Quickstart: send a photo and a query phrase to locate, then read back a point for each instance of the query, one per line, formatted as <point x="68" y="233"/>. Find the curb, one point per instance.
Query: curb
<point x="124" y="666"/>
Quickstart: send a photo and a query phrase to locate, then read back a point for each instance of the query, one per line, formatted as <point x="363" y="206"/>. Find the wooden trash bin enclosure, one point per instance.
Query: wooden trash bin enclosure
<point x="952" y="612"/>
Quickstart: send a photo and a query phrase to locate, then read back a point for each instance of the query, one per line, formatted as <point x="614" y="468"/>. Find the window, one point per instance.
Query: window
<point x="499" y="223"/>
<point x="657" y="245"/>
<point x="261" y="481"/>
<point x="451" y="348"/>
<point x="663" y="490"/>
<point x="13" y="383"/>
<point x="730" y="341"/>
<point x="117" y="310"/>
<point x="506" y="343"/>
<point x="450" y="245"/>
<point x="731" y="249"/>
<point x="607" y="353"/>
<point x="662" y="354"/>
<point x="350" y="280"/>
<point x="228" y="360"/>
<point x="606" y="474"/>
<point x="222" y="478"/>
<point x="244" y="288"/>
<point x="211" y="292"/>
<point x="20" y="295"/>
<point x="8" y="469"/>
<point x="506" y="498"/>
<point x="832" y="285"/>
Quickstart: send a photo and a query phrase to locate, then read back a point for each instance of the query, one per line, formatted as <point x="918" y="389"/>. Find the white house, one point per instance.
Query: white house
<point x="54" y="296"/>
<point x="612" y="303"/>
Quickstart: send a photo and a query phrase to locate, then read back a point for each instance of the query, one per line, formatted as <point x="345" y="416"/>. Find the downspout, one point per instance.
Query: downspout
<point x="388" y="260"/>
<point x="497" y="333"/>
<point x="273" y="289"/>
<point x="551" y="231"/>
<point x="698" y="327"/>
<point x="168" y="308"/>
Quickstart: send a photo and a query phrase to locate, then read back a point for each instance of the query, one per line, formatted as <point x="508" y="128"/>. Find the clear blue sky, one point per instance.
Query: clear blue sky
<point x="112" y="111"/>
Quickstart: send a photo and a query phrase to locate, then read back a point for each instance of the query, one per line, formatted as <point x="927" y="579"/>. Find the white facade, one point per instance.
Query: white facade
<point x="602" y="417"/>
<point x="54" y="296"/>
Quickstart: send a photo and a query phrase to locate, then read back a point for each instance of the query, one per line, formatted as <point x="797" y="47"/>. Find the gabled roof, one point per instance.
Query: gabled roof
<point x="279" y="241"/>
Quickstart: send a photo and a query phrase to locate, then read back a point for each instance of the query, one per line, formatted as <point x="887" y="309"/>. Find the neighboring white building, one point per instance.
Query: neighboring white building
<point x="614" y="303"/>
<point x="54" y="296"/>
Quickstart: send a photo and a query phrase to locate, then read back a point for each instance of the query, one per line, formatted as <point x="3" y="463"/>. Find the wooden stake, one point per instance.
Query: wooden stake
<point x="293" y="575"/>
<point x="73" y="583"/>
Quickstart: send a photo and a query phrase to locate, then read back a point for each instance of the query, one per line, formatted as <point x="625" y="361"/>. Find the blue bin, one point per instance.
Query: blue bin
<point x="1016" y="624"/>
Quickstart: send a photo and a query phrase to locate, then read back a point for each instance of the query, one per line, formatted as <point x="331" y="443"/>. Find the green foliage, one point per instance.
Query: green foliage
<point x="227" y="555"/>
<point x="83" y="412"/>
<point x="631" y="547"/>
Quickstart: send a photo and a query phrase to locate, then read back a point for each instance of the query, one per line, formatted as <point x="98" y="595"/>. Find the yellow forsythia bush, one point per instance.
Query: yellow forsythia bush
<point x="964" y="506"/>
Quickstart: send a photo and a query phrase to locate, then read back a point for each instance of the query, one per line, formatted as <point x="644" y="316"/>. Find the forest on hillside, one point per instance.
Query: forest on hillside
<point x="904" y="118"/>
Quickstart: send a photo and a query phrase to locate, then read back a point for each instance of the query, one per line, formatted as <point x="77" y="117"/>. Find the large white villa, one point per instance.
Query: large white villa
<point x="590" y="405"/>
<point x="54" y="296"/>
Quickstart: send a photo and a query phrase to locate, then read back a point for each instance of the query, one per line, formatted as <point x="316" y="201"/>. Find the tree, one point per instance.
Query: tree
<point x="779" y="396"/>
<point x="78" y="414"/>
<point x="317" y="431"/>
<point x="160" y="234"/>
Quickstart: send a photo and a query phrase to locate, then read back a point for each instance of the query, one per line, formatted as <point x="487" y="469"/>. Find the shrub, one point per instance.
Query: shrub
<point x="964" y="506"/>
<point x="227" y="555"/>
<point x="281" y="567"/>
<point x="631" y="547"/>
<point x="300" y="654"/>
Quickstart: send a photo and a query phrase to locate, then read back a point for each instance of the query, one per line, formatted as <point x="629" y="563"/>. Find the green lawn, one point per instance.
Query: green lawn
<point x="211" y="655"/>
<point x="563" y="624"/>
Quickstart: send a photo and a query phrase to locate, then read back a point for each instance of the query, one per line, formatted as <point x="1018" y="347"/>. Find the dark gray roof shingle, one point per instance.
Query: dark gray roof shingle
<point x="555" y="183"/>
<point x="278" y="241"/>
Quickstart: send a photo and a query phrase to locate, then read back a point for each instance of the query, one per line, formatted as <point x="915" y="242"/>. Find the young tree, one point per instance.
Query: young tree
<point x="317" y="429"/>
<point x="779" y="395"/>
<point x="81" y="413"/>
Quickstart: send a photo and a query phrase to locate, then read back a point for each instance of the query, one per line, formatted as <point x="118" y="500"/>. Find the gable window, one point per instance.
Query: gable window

····················

▶ **Your goal**:
Recopy the entries above in their entirety, exactly.

▶ **Exercise result**:
Quickstart: send a photo and a query phrase to locate, then read back a point for each instance of the query, one per line, formatted as <point x="68" y="233"/>. Find the curb, one point per instance.
Query: curb
<point x="124" y="666"/>
Quickstart: send a photo and a query phrase to locate, then read back a point for each instance of the query, one per line, formatted as <point x="363" y="206"/>. Find the wooden trash bin enclosure, one point per instance.
Query: wooden trash bin enclosure
<point x="952" y="612"/>
Quickstart: send a photo and a query phrase to locate, then read back a point for each instance of the query, one per line, formatted as <point x="614" y="468"/>. Find the window, one point per instance.
Query: window
<point x="499" y="223"/>
<point x="657" y="245"/>
<point x="261" y="481"/>
<point x="451" y="348"/>
<point x="663" y="490"/>
<point x="13" y="383"/>
<point x="730" y="341"/>
<point x="117" y="310"/>
<point x="506" y="343"/>
<point x="450" y="245"/>
<point x="731" y="249"/>
<point x="607" y="353"/>
<point x="662" y="354"/>
<point x="350" y="280"/>
<point x="228" y="360"/>
<point x="606" y="474"/>
<point x="222" y="478"/>
<point x="244" y="288"/>
<point x="211" y="292"/>
<point x="20" y="295"/>
<point x="8" y="469"/>
<point x="506" y="498"/>
<point x="832" y="285"/>
Quickstart: send a photo and a query phrase to locate, then read back a point for each instance of the query, one per line, formatted as <point x="918" y="389"/>. Find the white house, one point per instance.
Query: white house
<point x="54" y="296"/>
<point x="612" y="303"/>
Quickstart: send a photo and a query phrase to locate, then read back a point for each instance of the query, one per line, formatted as <point x="345" y="416"/>. Find the downspout, one point per instance.
Query: downspout
<point x="388" y="260"/>
<point x="497" y="333"/>
<point x="273" y="289"/>
<point x="551" y="231"/>
<point x="698" y="327"/>
<point x="168" y="308"/>
Quickstart: send a photo and a query phrase to locate, then read back a point for each instance of the query, one per line, formatted as <point x="508" y="128"/>. Find the clear blue sky, one point per instance.
Query: clear blue sky
<point x="112" y="111"/>
Quickstart: send a photo and a query phrase to locate, then read back a point for each instance of the query, one per line, formatted as <point x="927" y="579"/>. Find the white facade, one point per instance.
Query: white facade
<point x="602" y="417"/>
<point x="54" y="296"/>
Quickstart: send a photo and a query phrase to locate, then read back a point for each instance of the query, one per line, formatted as <point x="797" y="47"/>. Find the gabled roof, one point per instance.
Query: gabled roof
<point x="279" y="241"/>
Quickstart: send a photo and a query phrase to locate, then read back a point for each instance of the query, one per line, formatted as <point x="887" y="309"/>. Find the neighboring white building, one point per instance.
Query: neighboring white building
<point x="614" y="303"/>
<point x="54" y="296"/>
Quickstart: send a photo and a query phrase to locate, then read back a point for each instance of the query, one per line, formatted as <point x="3" y="463"/>. Find the wooden stake, one point per instance.
Query: wooden stake
<point x="293" y="575"/>
<point x="73" y="583"/>
Quickstart: send a photo and a query phrase to locate, then read back a point for each instance of the query, one per line, formatted as <point x="625" y="361"/>. Find the blue bin, one point per instance.
Query: blue bin
<point x="1016" y="624"/>
Quickstart: send a photo and a query phrase to locate, then read back a point for each instance of the query, one per line, formatted as <point x="331" y="443"/>. Find the green foliage, one point per instance.
Query: green foliage
<point x="227" y="555"/>
<point x="83" y="412"/>
<point x="631" y="547"/>
Quickstart: send a photo and a query phrase to locate, then read back a point for each instance of the query, one per line, formatted as <point x="98" y="595"/>. Find the yellow forsythia bush, one point per instance.
Query: yellow forsythia bush
<point x="964" y="506"/>
Quickstart: send a photo and a query phrase to locate, then read back a point for each instance of the query, one per line, formatted as <point x="644" y="316"/>. Find the forest on hillside, one point per instance.
Query: forest on hillside
<point x="904" y="118"/>
Quickstart: send a photo and a query phrase to locate, then read back a point for each instance of the query, one per line, formatted as <point x="77" y="117"/>. Find the large white villa, one point per instance.
Query: large white villa
<point x="590" y="405"/>
<point x="54" y="296"/>
Quickstart: send a photo and a query phrase to locate, then read back a point for each instance of the query, one per line, formatted as <point x="316" y="201"/>. Find the tree, one point per instance.
Query: tree
<point x="779" y="396"/>
<point x="78" y="414"/>
<point x="317" y="431"/>
<point x="160" y="234"/>
Quickstart: send a photo and a query phrase to locate, then read back a point for each instance of the query, one per line, formatted as <point x="487" y="469"/>. Find the shrub, one point per instance.
Query: shrub
<point x="964" y="506"/>
<point x="227" y="555"/>
<point x="281" y="567"/>
<point x="631" y="547"/>
<point x="300" y="654"/>
Quickstart: send a photo and a query phrase to locate, then read back a point for each instance of the query, one per line, formatted as <point x="629" y="563"/>. Find the green lawn, one point per instance.
Query: green lawn
<point x="211" y="655"/>
<point x="563" y="624"/>
Quickstart: send a photo and a query phrase to locate, then read back a point for each instance of the query, one per line, formatted as <point x="1018" y="347"/>. Find the dark gray roof shingle, one point per instance.
Query: dark gray roof shingle
<point x="555" y="183"/>
<point x="278" y="241"/>
Quickstart: send a photo and a query phrase to locate, then read back a point for each instance of the query, one per line, formatted as <point x="915" y="242"/>. Find the young tree, one point per instance.
Query: young tree
<point x="317" y="429"/>
<point x="779" y="395"/>
<point x="81" y="413"/>
Quickstart: send a photo and a query phrase to locate, then read back a point for each instance of the query, one per line, formatted as <point x="118" y="500"/>. Find the gable window, one point per instance.
Query: gable window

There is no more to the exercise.